▶ **EXTRACTED TEXT**:
If the central issue of the poem is loss and consolation, it deals with that issue on several levels. The poem can be read as an idealized allegorical biography in which the Black Knight clearly represents John of Gaunt and White represents Blanche. The poem can also be read as an elegy meant principally to console John, encouraging him to keep intact his wife’s memory but to move beyond his grief. (Certainly there is no other forum in which Chaucer, the son of a merchant, could have given advice like this to one of the most powerful men in England.) The poem can also be read as an examination of grief in which each of the characters represents an attitude toward loss: the Dreamer representing reason, the Black Knight symbolizing passion.
Chaucer does seem to suggest an inevitable progress in the ways characters respond to grief. Anxiousness leads to despair, leading to sleeplessness, leading, eventually, to sleep with troubled dreams that seem to accentuate the loss. When the Dreamer enters the dreamworld, it is hardly surprising that he comes upon a figure much like himself—not in terms of his social position but in terms of his psychological position. In his dream situation, the role of the Dreamer is suddenly reversed; whereas in the beginning of the poem, he was dying and in need of consolation, he is now the one to offer consolation to one who is also dying over the loss of a beloved.
The character of the Dreamer in this role has been variously interpreted. On one hand, he seems something of a dunce. He hears the Black Knight sing a song in which he laments the death of his beloved lady, yet later he seems unable to understand that the Black Knight is sorrowing over his lady’s death. In fact, he gives him what appears to be callous advice, suggesting that the loss of a lady is not worth intemperate grief. Perhaps the Dreamer means well, but he is an inept comforter.

▶ **MATERIAL PROVIDED**:
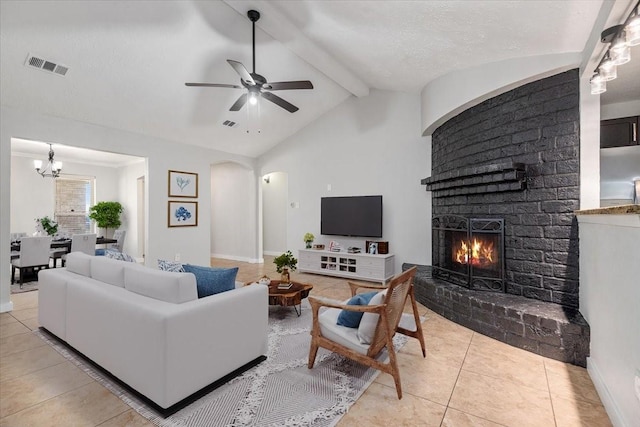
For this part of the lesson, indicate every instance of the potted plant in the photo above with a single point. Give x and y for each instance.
(47, 225)
(106, 215)
(308, 239)
(284, 263)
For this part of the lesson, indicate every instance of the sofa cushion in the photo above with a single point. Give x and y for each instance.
(79, 263)
(211, 280)
(351, 319)
(161, 285)
(369, 321)
(174, 266)
(108, 270)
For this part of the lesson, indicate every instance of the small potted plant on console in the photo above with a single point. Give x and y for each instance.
(284, 263)
(308, 239)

▶ **STATED PROBLEM 1**:
Answer these from the passage on Chaucer's poem:
(a) In the allegorical reading, whom does White represent?
(b) In the reading where each character stands for an attitude toward loss, what does the Dreamer represent?
(c) What kind of comforter is the Dreamer said to be?
▶ **STATED PROBLEM 2**:
Reproduce the stretch of the passage on Chaucer's poem from "The character of" through "an inept comforter." word for word.
▶ **STATED PROBLEM 3**:
Pick up the passage on Chaucer's poem after its last sentence and carry it on.

▶ **TASK OUTPUT 1**:
(a) Blanche
(b) Reason
(c) An inept one

▶ **TASK OUTPUT 2**:
The character of the Dreamer in this role has been variously interpreted. On one hand, he seems something of a dunce. He hears the Black Knight sing a song in which he laments the death of his beloved lady, yet later he seems unable to understand that the Black Knight is sorrowing over his lady’s death. In fact, he gives him what appears to be callous advice, suggesting that the loss of a lady is not worth intemperate grief. Perhaps the Dreamer means well, but he is an inept comforter.

▶ **TASK OUTPUT 3**:
Yet, on the other hand, the Dreamer may be quite psychologically astute. In his apparent clumsiness, he leads the Black Knight into a recitation of joyful and happy memories—quite different from the Knight’s initial moanings and groanings. At first, the Knight cannot make an open declaration of the cause of his grief, though he hints at it. Finally he is led to a point at which he declares his lady’s death. Only at this point, when the words are stated boldly and accepted as true, does the Black Knight confront his own pain. As he confronts pain, so, too, does the Dreamer. It is then that consolation comes and the Dreamer awakes, for the dream is no longer necessary.
The poem is a recognition that this is a world of real pain and real loss. Such loss and pain lead to real sadness that cannot simply be wiped away; in fact, remembering a loved one, even though it may bring pain, is good and valid. Pain must be accepted rather than denied, for even though the long and white castle suggests a heavenly reunion, in this world it is only natural to feel grief in the face of inevitable loss.